• [Goal] Please rewrite the records that follow, replacing "one point per line" with "one pair per line" everywhere and leaving everything else unchanged.

• [Listed entries]
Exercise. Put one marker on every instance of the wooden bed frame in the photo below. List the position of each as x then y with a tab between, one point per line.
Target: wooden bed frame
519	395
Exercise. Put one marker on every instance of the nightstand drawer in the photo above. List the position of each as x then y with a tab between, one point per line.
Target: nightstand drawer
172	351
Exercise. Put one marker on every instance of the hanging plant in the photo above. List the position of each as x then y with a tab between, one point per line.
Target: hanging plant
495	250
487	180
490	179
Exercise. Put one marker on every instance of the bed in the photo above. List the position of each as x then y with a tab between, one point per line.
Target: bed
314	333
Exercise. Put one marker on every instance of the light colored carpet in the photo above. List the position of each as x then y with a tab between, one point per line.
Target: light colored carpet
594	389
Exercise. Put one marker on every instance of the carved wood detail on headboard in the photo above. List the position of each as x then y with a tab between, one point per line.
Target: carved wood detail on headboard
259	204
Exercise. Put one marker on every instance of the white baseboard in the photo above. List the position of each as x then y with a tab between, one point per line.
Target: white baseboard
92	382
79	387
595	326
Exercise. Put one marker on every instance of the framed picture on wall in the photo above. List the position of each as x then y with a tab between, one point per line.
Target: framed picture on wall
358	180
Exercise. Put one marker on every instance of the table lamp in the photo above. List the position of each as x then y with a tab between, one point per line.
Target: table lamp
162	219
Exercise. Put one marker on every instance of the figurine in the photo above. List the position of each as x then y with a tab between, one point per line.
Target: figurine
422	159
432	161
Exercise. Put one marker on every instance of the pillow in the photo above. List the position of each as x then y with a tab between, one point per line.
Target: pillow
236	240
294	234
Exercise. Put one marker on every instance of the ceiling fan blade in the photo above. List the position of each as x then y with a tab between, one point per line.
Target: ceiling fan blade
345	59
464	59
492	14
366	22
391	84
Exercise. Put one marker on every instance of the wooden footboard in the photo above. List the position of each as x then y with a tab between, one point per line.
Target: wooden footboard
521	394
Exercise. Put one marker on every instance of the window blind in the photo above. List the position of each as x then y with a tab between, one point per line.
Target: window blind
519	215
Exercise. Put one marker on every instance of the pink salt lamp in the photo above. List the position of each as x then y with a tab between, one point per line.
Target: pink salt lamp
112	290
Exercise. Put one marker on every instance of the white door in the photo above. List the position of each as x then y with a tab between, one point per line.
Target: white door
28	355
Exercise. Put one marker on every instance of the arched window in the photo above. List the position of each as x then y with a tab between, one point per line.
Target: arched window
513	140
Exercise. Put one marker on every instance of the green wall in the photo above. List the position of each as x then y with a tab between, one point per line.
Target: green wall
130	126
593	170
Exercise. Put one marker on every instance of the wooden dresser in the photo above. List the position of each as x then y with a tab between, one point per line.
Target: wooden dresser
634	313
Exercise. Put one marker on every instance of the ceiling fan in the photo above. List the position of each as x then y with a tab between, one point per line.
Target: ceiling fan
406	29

• [Full output]
Exercise. Put one marker on every instance of the wooden bed frame in the photo below. List the position of each as x then y with a tab between, one pair per line.
Target: wooden bed frame
519	395
Exercise. Put one marker on every instance of the nightstand drawer in the photo above. List the position of each as x then y with a tab between, one pair per line.
Target: nightstand drawer
172	351
Exercise. Put one marker on every instance of the hanging plant in the photo above. List the position of each as x then y with a tab between, one pair per line.
Target: hanging plant
495	250
487	180
490	179
Exercise. Put one marker on every instance of the bed in the photo above. List the position of each as x then y with a tab between, one pair per line.
Target: bed
314	333
Exercise. Put one marker on every instance of the light colored carpet in the photo above. List the position of each as x then y with a tab between, one pair per line.
Target: light colored carpet
594	389
Exercise. Put one marker on every instance of the carved wood detail on headboard in the photo above. List the position of each as x then y with a tab between, one pair per line.
Target: carved wood detail on headboard
259	204
Exercise. Put one marker on every instance of the white baseboard in the photo above. List the position of each as x then y with a tab between, one pair per line.
Target: white baseboard
92	382
79	387
595	326
Exercise. Put one marker on every instance of the framed picture on wall in the photo above. List the position of each as x then y with a tab between, one pair per line.
Target: framed picture on wall
358	180
Exercise. Put one marker on every instance of the table lamp in the photo above. List the position of each as x then y with a tab between, one pair per line.
Target: table lamp
162	219
Exercise. Put one marker on every instance of the figurine in the photo above. List the position of each as x then y with a tab between, one pair per line.
Target: figurine
422	159
432	161
Exercise. Put one marker on every instance of the pillow in the photo above. List the position of each as x then y with a tab between, one pair per line.
Target: pillow
236	240
294	234
Exercise. Put one marker on every instance of the ceiling fan blade in the photo above. List the position of each as x then y with a tab between, one pair per line.
Target: ceiling fan blade
345	59
464	59
492	14
366	22
391	84
Exercise. Put one marker on every instance of the wooden footboard in the photo above. List the position of each as x then y with a tab between, one pair per line.
Target: wooden footboard
521	394
Exercise. Put one marker on every instance of the window blind in the photo above. List the position of each as x then y with a tab between, one pair per line.
Target: window blind
519	215
Exercise. Put one marker on every instance of the pink salt lamp in the photo above. List the position of each as x then y with a tab between, one pair per line.
Target: pink salt lamp
112	290
Exercise. Put one marker on every instance of the white door in the photo above. List the position of each as x then y with a tab between, one pair per line.
Target: white door
28	355
Exercise. Put one marker on every instance of the arched window in the photo above. List the position of each as x then y with a tab between, one pair per line.
Target: arched window
513	140
Exercise. Put one marker on every instance of the green wall in the photo above. List the position of each as x then y with a tab between, one pair per line.
Target: green wall
130	126
593	170
Exercise. Put one marker on every instance of the wooden dresser in the photo above. List the position of each as x then y with a tab between, one pair per line.
Target: wooden dresser
634	313
Exercise. Put one marker on every instance of the ceiling fan in the photo above. List the position of each as x then y with a tab between, one pair per line.
Target: ceiling fan
406	29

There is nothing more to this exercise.